> **TRAVAIL À RÉALISER**: Dans l'article ci-dessous consacré à Zandi Ndhlovu, recopiez mot pour mot tout ce qui va de « Zandi Ndhlovu a défié » jusqu'à « à TRT Afrika. » inclus.

> **TEXTE FOURNI**:

———

Zandi Ndhlovu a défié ses peurs pour devenir la première femme noire instructrice de plongée en apnée en Afrique du Sud. / Photo : Zandi Ndhlovu

Par Pauline Odhiambo

Enfant, Zandi Ndhlovu a été mise en garde contre les grandes étendues d'eau.

Alors qu'elle grandissait à Soweto, un township noir d'Afrique du Sud situé à la périphérie de Johannesburg, Zandi a compris que les rivières étaient des lieux où l'on pouvait se noyer et que l'océan, même s'il se trouvait à plusieurs kilomètres de chez elle, était un territoire interdit, un espace sacré réservé aux ancêtres.

"Chaque fois qu'il y avait une noyade dans la rivière près de chez ma grand-mère, on nous disait qu'un serpent dans l'eau avait enlevé quelqu'un, et il y avait donc toujours cet élément de mystère et de peur autour de l'eau", explique-t-elle à TRT Afrika.

"Il y avait aussi cette idée que les Noirs ne nagent pas. "Zandi avait 12 ans lorsqu'elle a vu l'océan pour la première fois et a rapidement compris qu'il s'agissait d'un espace exclusif, réservé aux Blancs et à leurs sports nautiques.

Elle n'avait jamais imaginé qu'elle deviendrait un jour la première femme noire instructeur de plongée en apnée en Afrique du Sud - un sport où, au lieu d'utiliser des bouteilles d'air, les plongeurs explorent les profondeurs de l'océan en retenant leur souffle avant de revenir à la surface pour respirer.

"Lorsque j'ai commencé à plonger, la curiosité l'a emporté sur la peur. Je me sentais chez moi et en parfaite sécurité dans l'eau", explique Zandi, aujourd'hui âgée de 35 ans, réalisatrice de films, conférencière et photographe sous-marine, mieux connue sous le nom de "Black Mermaid" (sirène noire).

Quasi noyade

Mais sa première interaction avec l'eau profonde n'a pas été aussi apaisante. Une quasi-noyade lors d'un cours de natation dans son enfance l'avait rendue méfiante à l'égard des eaux profondes.

"Je venais de rejoindre une nouvelle école où le professeur de natation demandait à toute la classe de sauter dans la piscine. C'était mon premier professeur blanc et je me sentais trop timide pour lui dire que je ne savais pas nager, alors j'ai sauté avec le reste de mes camarades. J'ai failli me noyer", raconte-t-elle.

Son professeur l'a secourue et a pratiqué la réanimation cardio-pulmonaire (RCP). Cet incident, bien qu'effrayant, ne l'a pas empêchée d'explorer les mers. À 28 ans, lors d'un voyage à Bali, elle a décidé qu'elle était prête à essayer la plongée avec tuba pour la première fois.

———

> **DONNÉES EXTRAITES**:
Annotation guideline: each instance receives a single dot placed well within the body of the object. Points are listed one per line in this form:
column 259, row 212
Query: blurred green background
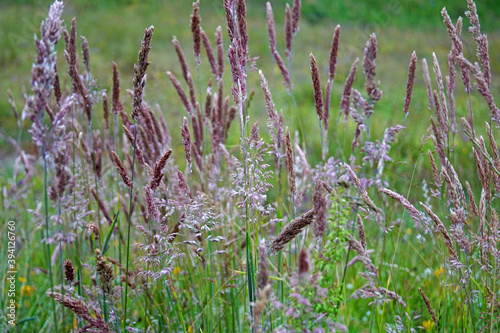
column 114, row 30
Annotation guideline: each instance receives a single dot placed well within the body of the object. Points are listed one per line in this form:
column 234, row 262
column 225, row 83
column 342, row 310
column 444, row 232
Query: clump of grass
column 202, row 225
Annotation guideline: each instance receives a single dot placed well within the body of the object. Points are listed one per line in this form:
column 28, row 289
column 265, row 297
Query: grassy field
column 207, row 242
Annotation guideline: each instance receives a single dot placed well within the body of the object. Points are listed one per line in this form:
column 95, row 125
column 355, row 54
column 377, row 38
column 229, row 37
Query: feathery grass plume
column 183, row 183
column 483, row 201
column 320, row 207
column 43, row 75
column 140, row 72
column 427, row 80
column 483, row 87
column 361, row 189
column 57, row 87
column 186, row 74
column 156, row 126
column 438, row 142
column 303, row 263
column 158, row 170
column 410, row 81
column 105, row 273
column 288, row 32
column 181, row 92
column 86, row 54
column 274, row 123
column 186, row 140
column 196, row 30
column 43, row 71
column 361, row 231
column 295, row 16
column 369, row 69
column 116, row 105
column 153, row 213
column 428, row 306
column 481, row 40
column 81, row 310
column 332, row 67
column 457, row 46
column 210, row 53
column 440, row 226
column 69, row 271
column 120, row 167
column 291, row 230
column 442, row 97
column 472, row 201
column 130, row 137
column 220, row 52
column 414, row 213
column 345, row 102
column 13, row 105
column 271, row 31
column 289, row 165
column 363, row 256
column 284, row 71
column 78, row 85
column 101, row 205
column 318, row 95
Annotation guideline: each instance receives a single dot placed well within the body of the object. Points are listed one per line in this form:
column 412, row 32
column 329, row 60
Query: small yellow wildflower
column 428, row 324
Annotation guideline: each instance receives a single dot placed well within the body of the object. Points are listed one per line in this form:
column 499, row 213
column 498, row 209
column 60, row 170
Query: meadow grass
column 215, row 238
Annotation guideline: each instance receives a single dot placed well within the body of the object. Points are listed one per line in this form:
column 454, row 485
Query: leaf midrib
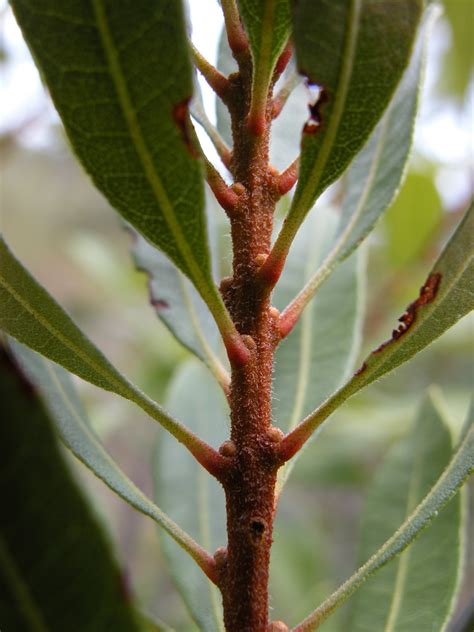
column 264, row 53
column 147, row 507
column 117, row 385
column 303, row 203
column 140, row 145
column 402, row 562
column 334, row 256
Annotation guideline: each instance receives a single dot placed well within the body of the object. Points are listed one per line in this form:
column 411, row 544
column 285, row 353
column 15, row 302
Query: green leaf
column 227, row 65
column 57, row 571
column 286, row 129
column 60, row 398
column 375, row 174
column 458, row 61
column 120, row 77
column 446, row 297
column 410, row 594
column 189, row 494
column 460, row 467
column 413, row 218
column 29, row 314
column 179, row 306
column 267, row 23
column 357, row 51
column 374, row 177
column 319, row 354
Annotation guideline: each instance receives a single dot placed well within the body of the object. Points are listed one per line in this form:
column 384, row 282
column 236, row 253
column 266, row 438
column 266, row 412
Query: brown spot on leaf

———

> **RÉSULTAT ATTENDU**:
Zandi Ndhlovu a défié ses peurs pour devenir la première femme noire instructrice de plongée en apnée en Afrique du Sud. / Photo : Zandi Ndhlovu

Par Pauline Odhiambo

Enfant, Zandi Ndhlovu a été mise en garde contre les grandes étendues d'eau.

Alors qu'elle grandissait à Soweto, un township noir d'Afrique du Sud situé à la périphérie de Johannesburg, Zandi a compris que les rivières étaient des lieux où l'on pouvait se noyer et que l'océan, même s'il se trouvait à plusieurs kilomètres de chez elle, était un territoire interdit, un espace sacré réservé aux ancêtres.

"Chaque fois qu'il y avait une noyade dans la rivière près de chez ma grand-mère, on nous disait qu'un serpent dans l'eau avait enlevé quelqu'un, et il y avait donc toujours cet élément de mystère et de peur autour de l'eau", explique-t-elle à TRT Afrika.